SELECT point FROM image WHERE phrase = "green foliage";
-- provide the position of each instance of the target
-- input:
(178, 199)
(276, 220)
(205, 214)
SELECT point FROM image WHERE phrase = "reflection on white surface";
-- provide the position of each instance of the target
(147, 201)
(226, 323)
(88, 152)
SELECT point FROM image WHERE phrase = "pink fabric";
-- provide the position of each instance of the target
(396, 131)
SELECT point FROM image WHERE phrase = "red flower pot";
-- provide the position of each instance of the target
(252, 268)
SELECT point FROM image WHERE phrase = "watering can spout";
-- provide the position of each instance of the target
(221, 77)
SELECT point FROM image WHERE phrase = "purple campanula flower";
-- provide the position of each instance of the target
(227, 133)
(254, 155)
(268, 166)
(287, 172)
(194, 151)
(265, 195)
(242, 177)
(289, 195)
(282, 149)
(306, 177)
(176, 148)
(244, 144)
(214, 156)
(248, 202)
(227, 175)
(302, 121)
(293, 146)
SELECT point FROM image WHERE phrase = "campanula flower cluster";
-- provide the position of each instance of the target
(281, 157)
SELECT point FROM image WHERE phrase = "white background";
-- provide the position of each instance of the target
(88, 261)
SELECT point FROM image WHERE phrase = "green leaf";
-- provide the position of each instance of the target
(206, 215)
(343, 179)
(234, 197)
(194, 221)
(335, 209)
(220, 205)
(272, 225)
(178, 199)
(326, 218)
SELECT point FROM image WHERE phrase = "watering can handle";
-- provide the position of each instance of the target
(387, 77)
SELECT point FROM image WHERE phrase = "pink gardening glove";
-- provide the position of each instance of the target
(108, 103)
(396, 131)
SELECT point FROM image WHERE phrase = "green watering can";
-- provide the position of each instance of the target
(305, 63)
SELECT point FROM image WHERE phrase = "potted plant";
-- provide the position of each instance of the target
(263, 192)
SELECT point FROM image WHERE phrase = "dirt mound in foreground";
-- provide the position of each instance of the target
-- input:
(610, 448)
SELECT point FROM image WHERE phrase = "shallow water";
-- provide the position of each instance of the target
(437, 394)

AIM OF THE TASK
Check each line of the data above for the word "green". Report how many lines have it, and nothing else.

RESPONSE FOR THIS EXERCISE
3